■ Goal 1
Write out the passage of the Artie Transfer options page that starts with "Defaults to kafka." and goes on through "to 6 hours.".
■ Goal 2
According to the Artie Transfer options page, what is the default value for bufferRows?
■ Goal 3
Carry on the Artie Transfer options page from the point where it stops.

■ Text excerpt
Options

This page describes the available configuration settings for Artie Transfer to use.

Below, these are the various options that can be specified within a configuration file. Once it has been created, you can run Artie Transfer like this:

/transfer -c /path/to/config.yaml

Note: Keys here are formatted in dot notation for readability purposes, please ensure that the proper nesting is done when writing this into your configuration file. To see sample configuration files, visit the Examples page.

Key Optional Description

Key	Optional	Description
`outputSource`	N	This is the destination. Supported values are currently: `snowflake` `bigquery` `s3` `test` (stdout)
`queue`	Y	Defaults to `kafka`. Other valid options are `kafka` and `pubsub`. Please check the respective sections below on what else is required.
`reporting.sentry.dsn`	Y	DSN for Sentry alerts. If blank, will just go to stdout.
`flushIntervalSeconds`	Y	Defaults to `10`. Valid range is between `5 seconds` to `6 hours`.
`bufferRows`	Y	Defaults to `15,000`. When using BigQuery and Snowflake, there is no limit.
`flushSizeKb`	Y	Defaults to `25mb`. When the in-memory database is greater than this value, it will trigger a flush cycle.

outputSource

This is the destination. Supported values are currently:

snowflake
bigquery
s3
test (stdout)

queue

Defaults to kafka.

Other valid options are kafka and pubsub.

Please check the respective sections below on what else is required.

reporting.sentry.dsn

DSN for Sentry alerts. If blank, will just go to stdout.

flushIntervalSeconds

Defaults to 10. Valid range is between 5 seconds to 6 hours.

bufferRows

Defaults to 15,000. When using BigQuery and Snowflake, there is no limit.

flushSizeKb

Defaults to 25mb. When the in-memory database is greater than this value, it will trigger a flush cycle.

Kafka

kafka:
  bootstrapServer: localhost:9092,localhost:9093
  groupID: transfer
  username: artie
  password: transfer
  enableAWSMSKIAM: false

bootstrapServer

Pass in the Kafka bootstrap server. For best practices, pass in a comma separated list of bootstrap servers to maintain high availability. This is the same spec as Kafka. Type: String Optional: No

groupID

This is the name of the Kafka consumer group. You can set to whatever you'd like. Just remember that the offsets are associated to a particular consumer group. Type: String Optional: No

username + password

If you'd like to use SASL/SCRAM auth, you can pass the username and password. Type: String Optional: Yes

enableAWSMSKIAM

Turn this on if you would like to use IAM authentication to communicate with Amazon MSK. If you enabel this, make sure to pass in AWS_REGION, AWS_ACCESS_KEY_ID and AWS_SECRET_ACCESS_KEY. Type: Boolean Optional: Yes

Topic Configs

TopicConfigs are used at the table level and store configurations like:

Destination's database, schema and table name.

■ Items from a data source

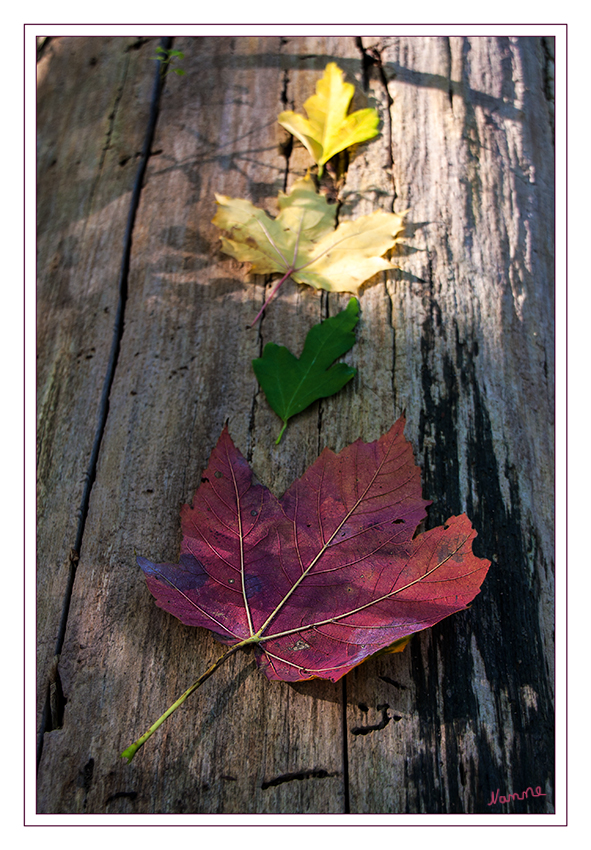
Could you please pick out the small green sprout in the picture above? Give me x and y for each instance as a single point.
(167, 57)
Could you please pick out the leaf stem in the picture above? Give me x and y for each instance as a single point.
(132, 750)
(272, 295)
(278, 440)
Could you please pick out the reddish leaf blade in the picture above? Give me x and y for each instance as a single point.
(224, 532)
(329, 575)
(390, 598)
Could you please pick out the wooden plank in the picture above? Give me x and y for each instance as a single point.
(467, 708)
(93, 103)
(450, 338)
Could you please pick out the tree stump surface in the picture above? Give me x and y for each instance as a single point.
(460, 337)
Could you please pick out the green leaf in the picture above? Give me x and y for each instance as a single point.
(292, 384)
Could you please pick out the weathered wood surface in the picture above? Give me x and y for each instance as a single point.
(460, 338)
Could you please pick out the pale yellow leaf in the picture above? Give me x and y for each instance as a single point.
(301, 242)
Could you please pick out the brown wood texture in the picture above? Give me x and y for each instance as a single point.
(460, 337)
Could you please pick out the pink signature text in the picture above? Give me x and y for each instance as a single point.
(507, 799)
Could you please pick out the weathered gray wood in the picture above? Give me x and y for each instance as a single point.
(93, 102)
(460, 338)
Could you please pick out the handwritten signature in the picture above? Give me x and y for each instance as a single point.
(507, 799)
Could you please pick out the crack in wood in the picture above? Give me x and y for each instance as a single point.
(299, 775)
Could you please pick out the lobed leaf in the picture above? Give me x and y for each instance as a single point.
(292, 384)
(328, 129)
(301, 241)
(326, 576)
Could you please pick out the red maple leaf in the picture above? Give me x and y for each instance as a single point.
(327, 575)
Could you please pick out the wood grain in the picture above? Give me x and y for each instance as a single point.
(460, 337)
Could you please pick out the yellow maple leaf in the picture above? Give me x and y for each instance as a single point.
(328, 129)
(302, 242)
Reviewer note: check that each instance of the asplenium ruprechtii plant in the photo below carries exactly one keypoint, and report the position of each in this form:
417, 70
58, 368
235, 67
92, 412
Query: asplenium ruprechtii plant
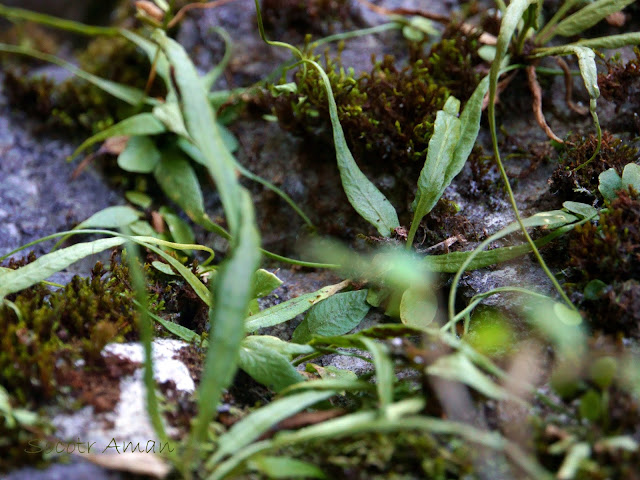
171, 166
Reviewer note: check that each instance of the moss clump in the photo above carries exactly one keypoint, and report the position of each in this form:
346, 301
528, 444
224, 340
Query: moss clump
581, 185
75, 105
403, 455
310, 16
609, 253
616, 84
387, 114
55, 329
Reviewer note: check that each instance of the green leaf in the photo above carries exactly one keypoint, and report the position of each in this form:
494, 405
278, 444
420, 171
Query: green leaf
180, 230
385, 376
418, 307
154, 54
193, 152
452, 262
232, 292
111, 217
609, 184
458, 367
179, 182
170, 115
141, 124
603, 372
631, 177
363, 195
591, 406
567, 315
336, 315
469, 128
432, 180
140, 199
43, 267
611, 41
267, 366
572, 462
179, 331
569, 339
200, 120
288, 310
588, 16
163, 268
512, 17
263, 283
594, 289
259, 421
287, 349
284, 467
581, 209
140, 155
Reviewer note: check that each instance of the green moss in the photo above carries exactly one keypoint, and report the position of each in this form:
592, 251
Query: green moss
377, 456
387, 114
56, 328
581, 185
595, 403
75, 105
609, 251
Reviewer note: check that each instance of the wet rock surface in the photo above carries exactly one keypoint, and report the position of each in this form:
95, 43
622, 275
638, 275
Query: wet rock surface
37, 197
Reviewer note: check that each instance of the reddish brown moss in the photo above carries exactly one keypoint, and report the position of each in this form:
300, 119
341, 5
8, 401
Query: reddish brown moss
581, 185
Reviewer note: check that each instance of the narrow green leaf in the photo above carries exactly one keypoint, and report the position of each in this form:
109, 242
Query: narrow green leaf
180, 230
267, 366
130, 95
191, 150
179, 331
588, 16
210, 78
170, 115
609, 184
582, 209
263, 283
43, 267
432, 180
154, 54
140, 199
458, 367
284, 467
288, 310
631, 177
140, 155
232, 292
287, 349
418, 307
452, 262
141, 124
259, 421
363, 195
179, 182
384, 370
469, 128
338, 314
577, 454
200, 121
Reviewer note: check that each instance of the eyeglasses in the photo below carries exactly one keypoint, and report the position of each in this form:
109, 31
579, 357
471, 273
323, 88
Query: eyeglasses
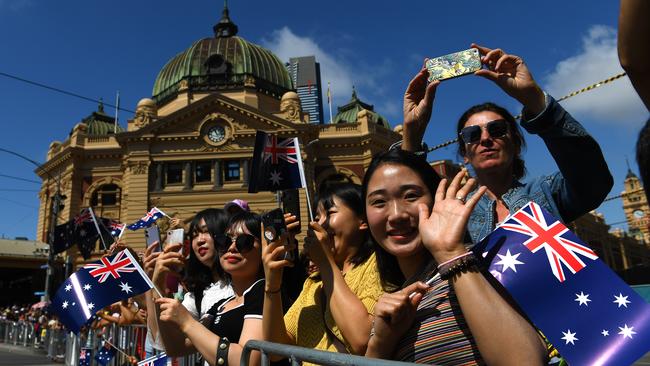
472, 134
243, 242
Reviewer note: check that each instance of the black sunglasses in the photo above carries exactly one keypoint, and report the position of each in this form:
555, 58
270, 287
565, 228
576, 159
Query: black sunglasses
243, 242
472, 134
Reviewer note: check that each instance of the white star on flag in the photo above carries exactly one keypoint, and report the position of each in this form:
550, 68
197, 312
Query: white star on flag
621, 300
509, 261
125, 287
626, 332
569, 337
275, 177
582, 299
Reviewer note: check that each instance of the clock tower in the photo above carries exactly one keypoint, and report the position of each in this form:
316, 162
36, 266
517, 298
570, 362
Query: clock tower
635, 205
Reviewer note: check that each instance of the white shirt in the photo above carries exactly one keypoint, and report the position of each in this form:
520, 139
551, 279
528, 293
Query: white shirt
213, 293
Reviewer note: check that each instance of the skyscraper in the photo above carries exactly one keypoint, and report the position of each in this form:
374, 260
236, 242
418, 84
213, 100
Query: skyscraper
305, 74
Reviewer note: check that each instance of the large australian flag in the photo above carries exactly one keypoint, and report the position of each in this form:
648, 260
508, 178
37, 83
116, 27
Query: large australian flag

■ Written response 1
Defaults to kafka.

Other valid options are kafka and pubsub.

Please check the respective sections below on what else is required.

reporting.sentry.dsn

DSN for Sentry alerts. If blank, will just go to stdout.

flushIntervalSeconds

Defaults to 10. Valid range is between 5 seconds to 6 hours.

■ Written response 2
15,000

■ Written response 3
What does the data format look like? Is there an idempotent key?
Whether it should do row based soft deletion or not.
Whether it should drop deleted columns or not.

These are stored in this particular fashion. See Examples for more details.

kafka:
  topicConfigs:
  - { }
  - { }
# OR as
pubsub:
  topicConfigs:
  - { }
  - { }

Key Optional Description

Key	Optional	Description
`*.topicConfigs[0].db`	N	Name of the database in destination.
`*.topicConfigs[0].tableName`	Y	Name of the table in destination. If not provided, will use table name from event If provided, tableName acts an override
`*.topicConfigs[0].schema`	N	Name of the schema in Snowflake. Not needed for BigQuery.
`*.topicConfigs[0].topic`	N	Name of the Kafka topic.
`*.topicConfigs[0].idempotentKey`	N	Name of the column that is used for idempotency. This field is highly recommended. For example: `updated_at` or another timestamp column.
`*.topicConfigs[0].cdcFormat`	N	Name of the CDC connector (thus format) we should be expecting to parse against. Currently, the supported values are: `debezium.postgres` `debezium.mongodb` `debezium.mysql`
`*.topicConfigs[0].cdcKeyFormat`	N	Format for what Kafka Connect will the key to be. This is called `key.converter` in the Kafka Connect properties file. The supported values are: `org.apache.kafka.connect.storage.StringConverter`, `org.apache.kafka.connect.json.JsonConverter` If not provided, the default value will be `org.apache.kafka.connect.storage.StringConverter`.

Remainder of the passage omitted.